- [TUGAS LATIHAN 1] Ulangi tanpa perubahan baris-baris data, dimulai dari baris yang memuat "segment --target window" hingga baris yang memuat "[[[150,111],[160,111],[160,103],[164,102],[165,76],[150,73]]]", kedua baris tersebut termasuk.

- [DOKUMEN SUMBER]
______________________________

Selain Nugroho Notosusanto, tak mungkin untuk tidak menyebut nama Rosihan Anwar. Keduanya pandai menyulap omong kosong jadi kebenaran. Nama yang pertama menyulap Yamin sebagai orang yang pertama kali mengusulkan Pancasila. Tak hanya Yamin, Soepomo juga harus dianggap pengusul Pancasila. Nama yang kedua menyulap Soekarno bak pengecut, penakut. Kombinasi keduanya begitu sempurna. Soekarno dibabat tanpa ampun.
Itu dulu. Hari ini sudah berbeda. Nama baik Soekarno perlahan pulih. Salah satu sosok yang secara tidak tidak langsung mengembalikan nama baik Soekarno adalah A.B.Kusuma. Orang ini dengan gigih memburu data-data otentik yang berkaitan dengan sidang BPUPK dan PPKI lalu menuliskannya ke dalam sebuah buku berkepala, Lahirnya Undang-Undang Dasar 1945 (2004). Pada 2017 ia kembali menulis buku, Menggugat Arsip Nasional tentang Arsip Otentik Badan Penyelidik dan Panitia Persiapan Kemerdekaan Indonesia.
Kenapa A.B. Kusuma dan bukan para politisi PDIP atau GMNI (yang dengan sembrono disebut Puthut EA berafiliasi dengan PDI-PDIP). Saya benar-benar tidak tahu kalau ada yang melakukannya. Mungkin “Doktor Pancasila”, Ahmad Basarah, bisa memberi tahu saya.
Mau sejarawan lurus macam A.B. Kusuma (yang berjasa memulihkan nama Soekarno), atau para sejarawan yang penuh omong kosong macam Nugroho Notosusanto dan Rosihan Anwar (yang terakhir ini sejarawan atau bukan, di luar tanggung jawab saya), tapi para politisilah yang lebih tahu bagaimana menggunakan hasil kerja mereka, bukan? Ya buat apa lagi selain meringkus lawan politik.

______________________________

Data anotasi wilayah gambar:
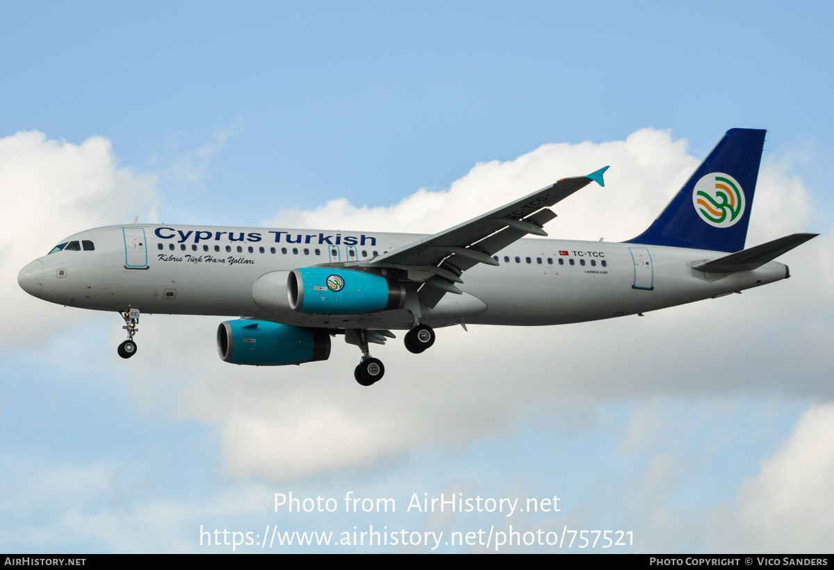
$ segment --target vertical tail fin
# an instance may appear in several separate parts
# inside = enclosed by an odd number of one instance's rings
[[[657,219],[626,243],[743,250],[765,133],[728,130]]]

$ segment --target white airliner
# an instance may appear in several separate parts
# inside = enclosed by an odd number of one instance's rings
[[[434,235],[126,224],[61,240],[18,276],[30,295],[118,311],[136,353],[141,313],[235,315],[220,357],[280,366],[326,360],[344,335],[354,377],[384,373],[369,344],[405,330],[414,353],[452,325],[559,325],[640,314],[789,277],[778,255],[816,234],[744,249],[765,131],[734,129],[641,235],[623,243],[546,236],[550,206],[596,182],[566,178]]]

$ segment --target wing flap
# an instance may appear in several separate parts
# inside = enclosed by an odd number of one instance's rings
[[[768,241],[766,244],[736,251],[712,261],[692,265],[692,269],[707,273],[751,271],[817,235],[819,234],[791,234],[773,241]]]

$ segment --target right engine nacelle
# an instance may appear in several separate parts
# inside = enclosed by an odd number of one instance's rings
[[[330,335],[324,329],[267,320],[227,320],[217,329],[217,351],[226,362],[280,366],[330,356]]]
[[[291,309],[311,315],[361,315],[405,305],[401,282],[352,270],[293,270],[287,292]]]

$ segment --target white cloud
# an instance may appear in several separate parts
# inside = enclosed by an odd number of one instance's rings
[[[825,552],[834,528],[834,405],[812,406],[790,439],[718,509],[718,551]]]

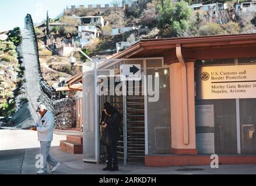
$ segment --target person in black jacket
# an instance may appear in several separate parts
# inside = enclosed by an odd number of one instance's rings
[[[117,171],[118,165],[117,142],[120,137],[119,128],[121,122],[121,117],[118,111],[108,102],[104,105],[103,110],[105,116],[103,120],[101,119],[101,127],[108,133],[111,142],[110,145],[106,145],[108,161],[107,167],[103,170]]]

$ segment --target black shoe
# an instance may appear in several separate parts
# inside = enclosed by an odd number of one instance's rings
[[[110,169],[110,171],[118,171],[119,169],[118,169],[118,167],[114,166],[114,167],[113,167],[111,169]]]
[[[112,167],[107,167],[102,169],[102,170],[104,171],[107,171],[107,170],[110,170],[111,169],[112,169]]]

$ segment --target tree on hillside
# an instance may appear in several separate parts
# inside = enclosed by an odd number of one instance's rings
[[[215,23],[209,23],[200,28],[200,35],[220,35],[226,34],[226,31],[220,24]]]
[[[180,37],[188,30],[192,9],[187,2],[181,1],[173,4],[171,0],[162,0],[159,1],[157,9],[157,27],[162,37]]]
[[[81,20],[80,19],[65,15],[59,17],[59,22],[61,23],[72,24],[73,26],[77,26],[81,24]]]
[[[64,11],[64,15],[68,16],[72,16],[75,15],[76,16],[86,16],[88,13],[88,10],[85,8],[79,8],[75,9],[66,9]]]
[[[229,34],[239,34],[241,31],[239,24],[233,22],[230,22],[222,26],[224,30]]]
[[[111,24],[113,28],[120,28],[125,26],[125,22],[124,20],[124,10],[114,9],[111,10],[110,15],[106,17],[106,20]]]
[[[63,16],[59,17],[59,22],[61,23],[67,24],[69,25],[62,26],[59,30],[61,34],[70,34],[72,36],[78,33],[76,27],[81,24],[81,20],[71,16]]]
[[[157,3],[157,1],[153,0],[151,2],[147,3],[147,8],[143,11],[140,17],[141,24],[152,27],[156,25],[158,15],[156,7]]]
[[[112,27],[122,29],[126,25],[124,21],[124,11],[122,9],[119,9],[117,8],[111,10],[110,15],[106,17],[106,20],[111,24]],[[122,40],[124,40],[124,33],[122,31]]]

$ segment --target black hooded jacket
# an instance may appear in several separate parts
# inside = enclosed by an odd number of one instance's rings
[[[114,109],[114,112],[111,116],[105,115],[103,121],[107,123],[107,127],[103,130],[107,130],[112,142],[117,142],[120,137],[119,128],[122,122],[122,118],[119,112]]]

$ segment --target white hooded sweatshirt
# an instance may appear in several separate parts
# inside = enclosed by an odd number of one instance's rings
[[[51,112],[47,110],[43,117],[40,116],[34,126],[37,127],[38,141],[52,141],[54,117]]]

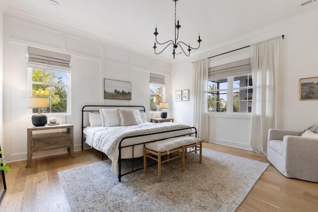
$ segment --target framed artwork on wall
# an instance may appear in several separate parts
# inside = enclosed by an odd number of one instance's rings
[[[131,82],[104,79],[104,99],[131,100]]]
[[[182,90],[182,101],[189,101],[189,89]]]
[[[175,91],[175,101],[179,101],[182,100],[182,93],[181,90],[176,90]]]
[[[299,99],[318,100],[318,76],[299,80]]]

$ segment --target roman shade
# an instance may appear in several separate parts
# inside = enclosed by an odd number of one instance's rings
[[[28,47],[28,66],[71,70],[71,55]]]
[[[165,85],[165,77],[164,75],[158,74],[155,73],[150,73],[150,83]]]
[[[209,68],[209,80],[251,72],[250,58]]]

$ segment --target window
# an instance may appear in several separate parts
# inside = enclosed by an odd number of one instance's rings
[[[252,85],[249,59],[210,68],[208,111],[250,113]]]
[[[150,111],[160,111],[159,104],[164,101],[164,87],[162,85],[150,84]]]
[[[70,113],[70,71],[34,67],[29,67],[28,70],[32,78],[32,96],[49,98],[50,108],[43,108],[42,112]],[[37,112],[33,109],[33,113]]]
[[[49,99],[42,112],[71,114],[71,55],[28,47],[28,76],[29,96]]]
[[[150,111],[160,111],[160,103],[164,102],[165,76],[150,73]]]

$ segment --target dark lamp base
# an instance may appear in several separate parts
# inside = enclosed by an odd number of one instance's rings
[[[160,114],[160,117],[162,119],[165,119],[166,118],[167,118],[167,115],[168,113],[167,113],[166,111],[162,111]]]
[[[32,123],[36,127],[44,126],[48,123],[46,115],[38,113],[32,116]]]

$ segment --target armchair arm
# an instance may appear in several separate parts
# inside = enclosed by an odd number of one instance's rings
[[[318,139],[286,136],[283,140],[287,177],[318,181]]]
[[[281,140],[285,136],[296,136],[299,133],[298,131],[291,130],[280,130],[277,129],[270,129],[268,130],[268,141],[271,140]]]

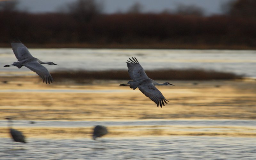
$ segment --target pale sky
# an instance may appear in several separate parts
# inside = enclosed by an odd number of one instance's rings
[[[67,3],[76,0],[18,0],[19,8],[33,12],[53,12]],[[97,0],[104,4],[103,12],[126,12],[136,2],[143,6],[143,11],[159,12],[164,9],[173,10],[179,4],[193,4],[203,8],[206,15],[221,13],[220,5],[230,0]]]

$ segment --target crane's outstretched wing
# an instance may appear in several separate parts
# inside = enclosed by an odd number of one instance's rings
[[[132,58],[133,60],[129,58],[131,61],[127,60],[128,62],[126,62],[128,67],[128,73],[131,79],[134,81],[136,82],[148,78],[143,68],[139,63],[136,58]]]
[[[24,66],[36,73],[43,79],[44,83],[45,81],[46,84],[48,82],[50,84],[50,81],[52,83],[53,81],[53,79],[47,69],[37,61],[34,61],[26,63]]]
[[[28,48],[18,39],[17,39],[10,43],[12,48],[13,53],[18,61],[21,61],[33,57],[28,51]]]
[[[155,103],[157,107],[160,104],[162,108],[162,105],[164,106],[164,101],[166,104],[167,104],[166,101],[169,102],[164,97],[161,92],[152,83],[141,85],[138,88],[143,94]]]

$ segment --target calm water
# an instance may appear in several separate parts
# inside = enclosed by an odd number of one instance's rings
[[[246,127],[249,129],[247,132],[254,135],[256,132],[256,120],[253,120],[38,121],[34,124],[28,122],[16,120],[14,124],[20,128],[37,127],[36,129],[40,127],[90,127],[99,124],[108,127],[135,125],[136,127],[127,129],[138,132],[147,126],[159,129],[159,125],[164,129],[175,129],[175,126],[179,126],[190,131],[209,132],[218,128],[221,132],[234,133],[239,132],[234,130],[236,128]],[[5,126],[6,122],[0,121],[0,126]],[[28,143],[23,144],[13,143],[10,138],[0,138],[0,159],[256,159],[254,137],[124,135],[116,138],[106,136],[96,141],[89,138],[28,138],[27,140]]]
[[[104,70],[126,69],[128,58],[135,57],[144,69],[203,68],[230,72],[256,77],[256,51],[228,50],[34,49],[29,49],[42,61],[52,61],[59,66],[49,66],[50,71],[66,69]],[[16,60],[11,48],[0,48],[0,65]],[[25,67],[0,67],[2,75],[34,75]]]
[[[256,159],[255,140],[192,136],[105,138],[97,141],[32,139],[25,145],[12,145],[10,139],[0,138],[0,159],[253,160]]]

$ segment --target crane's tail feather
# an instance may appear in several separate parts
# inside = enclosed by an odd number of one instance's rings
[[[129,59],[131,61],[129,61],[128,60],[127,60],[127,61],[131,63],[139,63],[139,61],[138,61],[138,60],[137,60],[136,58],[132,57],[132,60],[130,58],[129,58]]]
[[[7,64],[4,66],[4,67],[11,67],[15,66],[13,64]]]

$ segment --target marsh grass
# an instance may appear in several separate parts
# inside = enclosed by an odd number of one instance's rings
[[[149,77],[160,80],[212,80],[241,79],[242,76],[230,73],[198,69],[167,69],[147,71]],[[67,79],[81,83],[88,80],[123,80],[130,78],[126,70],[93,71],[69,70],[52,72],[56,81]]]

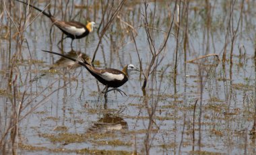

______________________________

- [TUGAS LATIHAN 2] Lanjutkan teks tentang para sejarawan dan pemulihan nama baik Soekarno, dimulai setelah kalimat terakhirnya.

- [HASIL LATIHAN 1]
$ segment --target window
# an instance may appear in several separate parts
# inside = enclosed by an odd number of one instance's rings
[[[252,85],[249,59],[210,68],[208,111],[250,113]]]
[[[150,111],[160,111],[159,104],[164,101],[164,87],[162,85],[150,84]]]
[[[70,113],[70,71],[34,67],[29,67],[28,70],[32,78],[32,96],[49,98],[50,108],[43,108],[42,112]],[[37,112],[33,109],[33,113]]]
[[[49,99],[42,112],[71,114],[71,55],[28,47],[28,76],[29,96]]]
[[[150,111],[160,111],[160,103],[164,102],[165,76],[150,73]]]

- [HASIL LATIHAN 2]
Itulah mengapa Soekarno tak suka partai politik yang isinya politisi-politisi yang sukanya saling menjatuhkan. Sehingga banyak politisi yang membencinya. Puncak kekesalan Soekarno sebenarnya sudah terlihat sebulan sebelum Konstituante dibentuk (28 Oktober dan 30 Oktober 1956)—sebelum akhirnya ia total mendirikan Demokrasi Terpimpin.
“Ke luar kita selalu berkata: bersatu, bersatu, bersatu! Bahkan aktif mempersatukan, aktif mempersatukan! Paradoks ke dalam bagaimana, saudara-saudara? Kita sikut-sikutan satu sama lain!…. Sekarang ini saudara-saudara kita terpecah belah! Dan terpecah-belah bukan hanya oleh rasa suku, bukan oleh rasa kedaerahan. Ada penyakit yang kadang-kadang bahkan lebih hebat daripada rasa suku dan rasa daerah! Yaitu penyakit apa? Penyakit kepartaian saudara-saudara! Ya, terus terang saja saudara-saudara: penyakit kepartaian!…Marilah sekarang bersama-sama kita menguburkan semua partai!”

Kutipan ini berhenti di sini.